Text excerpt
::::::

* See the Top 10 groups, Top 58 brands and Top 390 models by clicking on the title *
The European new car market (27 countries) gains 4.2% year-on-year over the First Half of 2017 to 8.356.704 units, that’s an additional 336.000 vehicles compared to the same period a year ago. This growth, although superior to the two other large markets in the world (China is up 1.6% and the U.S. down 2.1%), is a clear slowdown compared to the +9.1% it sported at the same time last year. This H1 2017 result is the best since 2007, meaning the European market has returned to its pre-crisis level, and may stabilise around this level from now onto the next couple of years.
Among the top five markets on the continent, Germany (+3.1%) and France (+2.6%) trail the overall growth and are showing signs of levelling up, the UK is down 1.3% amidst Brexit uncertainty, and it’s mainly Italy (+8%) and Spain (+7.1%) lifting the overall result. The largest gains are the work of smaller Eastern European markets such as Romania (+27%), Croatia (+24.3%), Lithuania (+19.7%), Hungary (+19%), Poland (+17.7%), Estonia (+13.5%), Slovenia (+11.6%) and Slovakia (+11%). The Netherlands (+16.2%) is the only Western European market to post a double-digit gain over the period.
As it is the case in China and the U.S., the engine of growth of the European market so far in 2017 is the SUV segment, up a whopping 19.7% year-on-year to 2.386.178 units and now representing a dominant 28.3% share vs. 24.7% a year ago. Small cars are up 5% to 1.813.941 units and 21.5% share but compact cars are down 1.3% to 1.605.337 and 19% share vs. 20.1% a year ago. MPVs see the harshest decline at -14.8% to 689.288 and 8.2% share vs. 10% in H1 2016, mini cars are down 1.7% to 678.301 and large cars down 6.2% to 662.784. Another striking evolution in the European market over the period is the weakness of diesel sales, falling to 46.3% share, the first time since 2009 that diesels cars are outsold by gasoline cars.
The Volkswagen Group remains dominant but trails the market growth at +2.5% to 1.95 million units, as does PSA-Opel edging up just 0.2% to 1.36m. Renault-Nissan/Mitsubishi on the other hand improves its share of the European market with a 5.5% up on H1 2016 to 1.24m sales. FCA does even better at +10.1% to .6m units., overtaking Ford Motor (+2.5%). The BMW Group (+2.1%) is getting caught up by Daimler AG (+8.6%) just as Hyundai-Kia follows the market at +4.5%. Rounding up the Top 10, both Toyota Motor (+14.8%) and Geely/Volvo (+7.2%) frankly beat the market.

::::::

Directions for this task
Copy everything from "The Volkswagen Group" down to "beat the market." in the passage on European new car sales above, renaming "Daimler AG" as "Mercedes-Benz Group".

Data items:
::::::

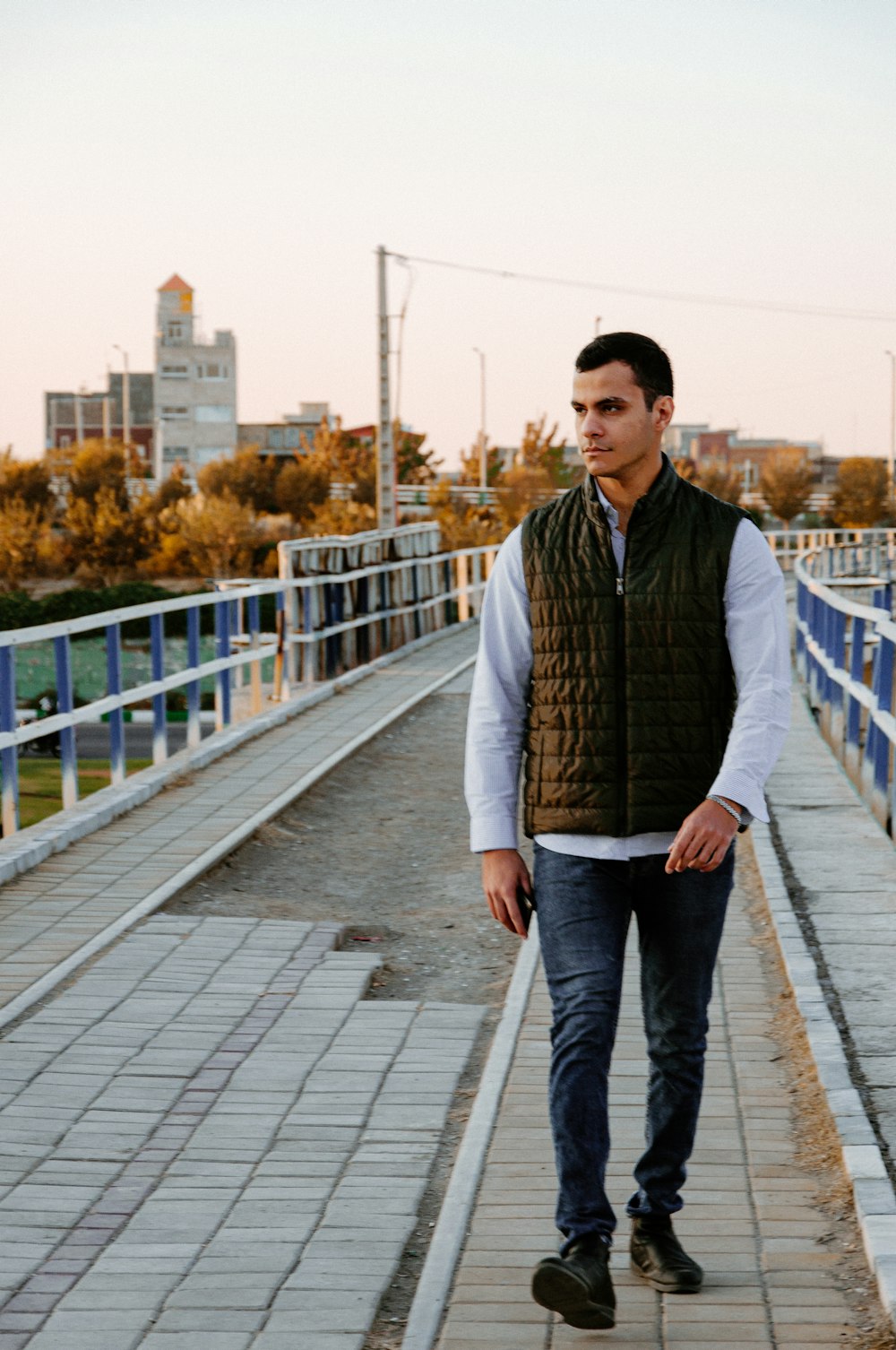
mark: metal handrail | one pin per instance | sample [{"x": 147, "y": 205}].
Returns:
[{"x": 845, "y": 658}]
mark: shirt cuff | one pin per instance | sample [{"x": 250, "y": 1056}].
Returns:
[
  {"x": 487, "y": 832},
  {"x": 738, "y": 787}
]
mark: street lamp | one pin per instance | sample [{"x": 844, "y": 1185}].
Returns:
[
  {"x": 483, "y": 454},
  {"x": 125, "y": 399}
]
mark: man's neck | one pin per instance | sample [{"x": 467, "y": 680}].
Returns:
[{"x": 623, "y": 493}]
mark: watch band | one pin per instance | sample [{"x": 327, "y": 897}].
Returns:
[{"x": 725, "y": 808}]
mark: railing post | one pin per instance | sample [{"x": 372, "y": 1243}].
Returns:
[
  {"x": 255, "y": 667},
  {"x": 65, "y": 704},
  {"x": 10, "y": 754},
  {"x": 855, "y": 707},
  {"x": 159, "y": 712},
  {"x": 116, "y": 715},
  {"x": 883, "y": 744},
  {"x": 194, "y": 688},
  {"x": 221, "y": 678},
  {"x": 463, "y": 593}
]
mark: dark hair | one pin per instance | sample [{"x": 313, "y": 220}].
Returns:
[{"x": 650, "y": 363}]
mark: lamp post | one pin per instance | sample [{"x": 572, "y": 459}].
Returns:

::::::

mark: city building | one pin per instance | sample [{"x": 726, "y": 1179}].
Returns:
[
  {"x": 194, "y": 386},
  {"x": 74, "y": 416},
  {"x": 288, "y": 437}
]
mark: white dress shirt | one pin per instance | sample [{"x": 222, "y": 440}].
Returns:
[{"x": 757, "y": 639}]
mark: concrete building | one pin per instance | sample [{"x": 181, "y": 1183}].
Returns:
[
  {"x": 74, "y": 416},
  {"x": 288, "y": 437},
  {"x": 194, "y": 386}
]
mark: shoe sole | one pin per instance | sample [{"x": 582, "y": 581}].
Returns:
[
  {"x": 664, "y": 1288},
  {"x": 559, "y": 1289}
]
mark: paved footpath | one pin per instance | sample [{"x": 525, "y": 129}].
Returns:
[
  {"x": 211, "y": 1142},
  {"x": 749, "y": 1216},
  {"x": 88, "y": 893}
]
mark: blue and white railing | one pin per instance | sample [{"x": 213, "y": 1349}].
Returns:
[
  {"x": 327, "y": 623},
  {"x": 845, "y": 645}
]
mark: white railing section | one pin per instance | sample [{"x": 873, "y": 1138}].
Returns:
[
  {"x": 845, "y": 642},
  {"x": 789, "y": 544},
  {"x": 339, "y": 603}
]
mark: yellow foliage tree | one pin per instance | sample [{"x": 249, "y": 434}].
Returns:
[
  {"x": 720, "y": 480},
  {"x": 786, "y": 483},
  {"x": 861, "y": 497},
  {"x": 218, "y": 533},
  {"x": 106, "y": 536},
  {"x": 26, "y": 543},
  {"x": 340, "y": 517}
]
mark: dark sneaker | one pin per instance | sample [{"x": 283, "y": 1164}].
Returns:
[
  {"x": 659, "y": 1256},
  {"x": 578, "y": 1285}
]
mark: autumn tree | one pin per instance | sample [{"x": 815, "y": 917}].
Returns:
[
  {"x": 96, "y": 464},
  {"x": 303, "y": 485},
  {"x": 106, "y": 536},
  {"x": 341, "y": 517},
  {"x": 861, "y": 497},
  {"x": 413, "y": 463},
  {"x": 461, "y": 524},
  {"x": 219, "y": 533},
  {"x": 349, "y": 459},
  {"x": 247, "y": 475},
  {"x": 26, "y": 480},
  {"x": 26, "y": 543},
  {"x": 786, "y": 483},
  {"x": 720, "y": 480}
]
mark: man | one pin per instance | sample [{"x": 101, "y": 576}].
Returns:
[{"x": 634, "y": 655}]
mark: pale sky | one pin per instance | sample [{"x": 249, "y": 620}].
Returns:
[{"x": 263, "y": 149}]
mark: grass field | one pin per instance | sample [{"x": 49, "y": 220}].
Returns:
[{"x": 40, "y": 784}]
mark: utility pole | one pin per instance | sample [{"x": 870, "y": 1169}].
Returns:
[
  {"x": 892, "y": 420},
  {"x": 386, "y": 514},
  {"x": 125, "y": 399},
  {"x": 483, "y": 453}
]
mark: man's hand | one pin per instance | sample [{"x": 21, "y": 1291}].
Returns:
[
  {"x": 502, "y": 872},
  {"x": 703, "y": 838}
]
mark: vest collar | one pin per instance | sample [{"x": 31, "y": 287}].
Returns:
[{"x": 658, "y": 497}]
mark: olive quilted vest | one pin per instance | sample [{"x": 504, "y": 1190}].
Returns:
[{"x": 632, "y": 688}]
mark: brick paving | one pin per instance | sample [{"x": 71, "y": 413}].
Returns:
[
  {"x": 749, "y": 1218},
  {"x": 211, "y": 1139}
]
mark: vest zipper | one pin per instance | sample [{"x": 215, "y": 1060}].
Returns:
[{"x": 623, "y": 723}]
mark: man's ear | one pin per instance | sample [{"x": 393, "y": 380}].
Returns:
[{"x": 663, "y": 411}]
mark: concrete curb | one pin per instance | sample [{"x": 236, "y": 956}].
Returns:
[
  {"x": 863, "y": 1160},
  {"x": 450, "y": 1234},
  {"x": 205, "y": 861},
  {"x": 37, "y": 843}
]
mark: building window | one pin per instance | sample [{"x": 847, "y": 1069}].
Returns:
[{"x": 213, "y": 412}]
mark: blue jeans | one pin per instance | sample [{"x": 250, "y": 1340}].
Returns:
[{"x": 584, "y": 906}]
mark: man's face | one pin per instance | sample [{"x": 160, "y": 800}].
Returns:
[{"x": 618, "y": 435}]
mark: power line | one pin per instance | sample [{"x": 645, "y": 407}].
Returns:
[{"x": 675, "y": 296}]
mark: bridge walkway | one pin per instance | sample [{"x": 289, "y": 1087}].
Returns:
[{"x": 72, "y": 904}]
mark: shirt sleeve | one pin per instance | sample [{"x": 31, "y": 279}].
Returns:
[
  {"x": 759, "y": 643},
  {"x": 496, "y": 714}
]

::::::

Problem solution
The Volkswagen Group remains dominant but trails the market growth at +2.5% to 1.95 million units, as does PSA-Opel edging up just 0.2% to 1.36m. Renault-Nissan/Mitsubishi on the other hand improves its share of the European market with a 5.5% up on H1 2016 to 1.24m sales. FCA does even better at +10.1% to .6m units., overtaking Ford Motor (+2.5%). The BMW Group (+2.1%) is getting caught up by Mercedes-Benz Group (+8.6%) just as Hyundai-Kia follows the market at +4.5%. Rounding up the Top 10, both Toyota Motor (+14.8%) and Geely/Volvo (+7.2%) frankly beat the market.